▶ Document passage:

+--

Wisdom Supply Company works to reframe how students think about disposability

Funding from RSF’s Women’s Capital Collaborative helps the enterprise transition to a nonprofit model enabling easier collaboration with school districts to end plastic waste

Christine O'Connor
Reimagine Money
4 min readNov 30, 2023

--

Alarmed by the environmental and human health impacts of plastic use and appalled by the disposability culture in schools, Heather Itzla and Nikki Kozlowski started Wisdom Supply Company in 2017 to tackle the plastic waste crisis.

Initially, Wisdom worked directly with schools to provide zero-waste supplies in bulk — including binders, planners, notebooks, and other tools — and sold to individual consumers through its website. During the COVID-19 pandemic, the founders shifted to online sales only, using Facebook advertising to move more product than they’d thought possible.

By early 2023, though, Itzla and Kozlowski realized they weren’t moving the needle on waste and decided to refocus on their mission of ending school-related plastic waste by building sustainable habits among students in classrooms. They determined that converting to a nonprofit model would make it easier to build relationships with schools and cut Wisdom’s operations costs.

+--

▶ Exercise brief: Continue the article about Wisdom Supply Company from the point where it stops.

▶ Data under study:
+--

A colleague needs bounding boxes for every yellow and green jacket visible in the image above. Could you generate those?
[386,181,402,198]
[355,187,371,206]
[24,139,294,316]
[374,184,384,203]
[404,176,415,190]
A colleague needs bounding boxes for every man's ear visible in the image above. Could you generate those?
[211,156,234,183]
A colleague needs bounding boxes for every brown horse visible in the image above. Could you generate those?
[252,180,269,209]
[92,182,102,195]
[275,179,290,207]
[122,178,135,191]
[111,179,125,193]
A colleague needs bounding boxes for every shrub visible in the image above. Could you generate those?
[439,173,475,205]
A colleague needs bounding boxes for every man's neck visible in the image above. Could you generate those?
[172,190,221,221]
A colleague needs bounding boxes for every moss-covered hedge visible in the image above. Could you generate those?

+--

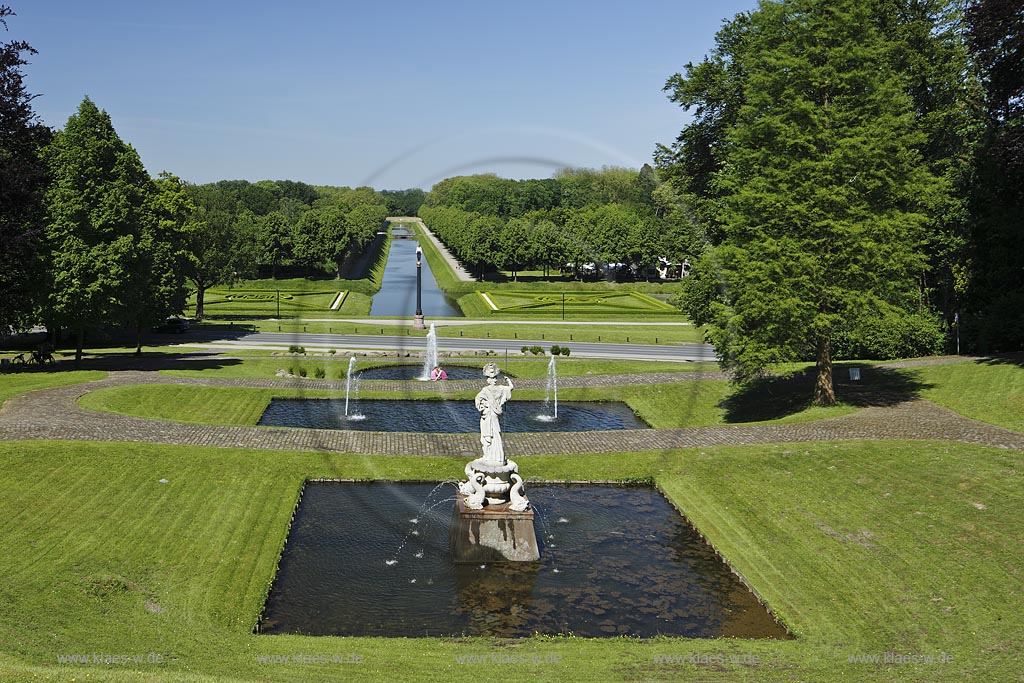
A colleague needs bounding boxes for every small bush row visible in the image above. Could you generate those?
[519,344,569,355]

+--

▶ Answer to this exercise:
The challenge: fitting the model to the mission

Photo courtesy of Wisdom Supply Co.

“Wisdom’s potential for impact is greatest in an in-person classroom environment, so working with schools is essential to our model,” Itzla says. “We want to reach students while they’re young and totally reframe how they think about consumption and waste.”

When schools reopened, Itzla and Kozlowski began rebuilding relationships with schools, but they faced increasing pushback.

“Our products are well designed and expensive,” Itzla explains. “When we’d come in as a for-profit company, even though we were B Corporation, many schools thought we were rich. They asked us to lower our prices beyond what we could bear. It’s easier for schools to trust a nonprofit.”

Changing the fundamental structure of the business, though, is a complex process with short-term net-income consequences. Wisdom needed transition funding to make the switch.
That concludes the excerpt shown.